Dans l'article sur la Syrie, pendant combien d'années les Libanais devraient-ils, selon le général américain, vivre avec le maintien au pouvoir de Bachar al-Assad ?

## TEXTE PRÉSENTÉ

^^^^

Nous empruntons l’essentiel de cet article au bulletin hebdomadaire du Centre d’Etudes Stratégiques Arabes et Internationales, Tendances de l’Orient de Pierre Khalaf, spécialiste non aligné des questions proche-orientales.

Dans sa livraison du 23 avril – dont nous avons pris connaissance grâce à la vigilance de notre amie Akyliss -, Khalaf revient sur un événement diplomatique, discret mais important, et non relayé à notre connaissance par nos médias mainstream : la visite à Beyrouth (et au Sud-Liban), voici moins d’une semaine, du général Vincent Brooks, chef des forces terrestres du commandement central américain (CentCom), qui y a rencontré de hauts responsables libanais. Or ceux proches de Saad Hariri et de l’opposition pro-occidentale (et donc anti-Hezbollah et anti-syrienne) – regroupés au sein de l’ »Alliance du 14 mars » – auraient entendu de la bouche du militaire américain, venu aussi rencontrer les responsables de l’armée libanaise, des paroles sincères – mais déplaisantes – sur l’échec du pari qui consistait à renverser le président Bachar al-Assad. Et donc sur la nécessité pour les Libanais, pro ou anti-syriens, de vivre avec cette réalité pour les 40 prochaines années ! L’officier supérieur américain a expliqué à ses interlocuteurs les raisons du changement de la position de Washington vis-à-vis de la Syrie, raisons qui ont poussé l’administration Obama à accepter le plan de Kofi Annan, lequel est justement basée sur le principe de la solution politique et de la négociation avec le président Assad.

Leon Panetta dégrise les élus américains sur la Syrie

Des propos à rapprocher de ceux tenus, au même moment, devant le Congrès américain, par le secrétaire d’Etat à la Défense, Leon Panetta. Qui a donc expliqué aux congressmen plus ou moins néoconservateurs de Washington que l’armée syrienne restait unie derrière le président Assad, et qu’il ne fallait pas parier sur des dissidences significatives. Au contraire, l’armée syrienne avait fait preuve, selon le ministre américain, de beaucoup de discipline et d’une grande efficacité. Leon Panetta a même ajouté dans sa communication au Congrès que le président Bachar al-Assad jouissait d’une importante popularité et du soutien d’une majorité de Syriens en dépit des troubles qui se poursuivent depuis plus d’un an. Les rapports en possession du Pentagone, a-t-il précisé, ne permettent pas de conclure que le chef de l’Etat syrien a perdu de sa popularité, bien au contraire. En revanche, il a déclaré que l’opposition était divisée, minée par des dissensions internes et incapable de constituer une force de substitution au régime du président al-Assad.

^^^^

## DONNÉES FOURNIES
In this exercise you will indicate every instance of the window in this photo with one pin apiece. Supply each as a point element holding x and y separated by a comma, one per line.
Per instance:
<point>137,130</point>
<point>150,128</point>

^^^^

## CORRIGÉ
Pendant les 40 prochaines années.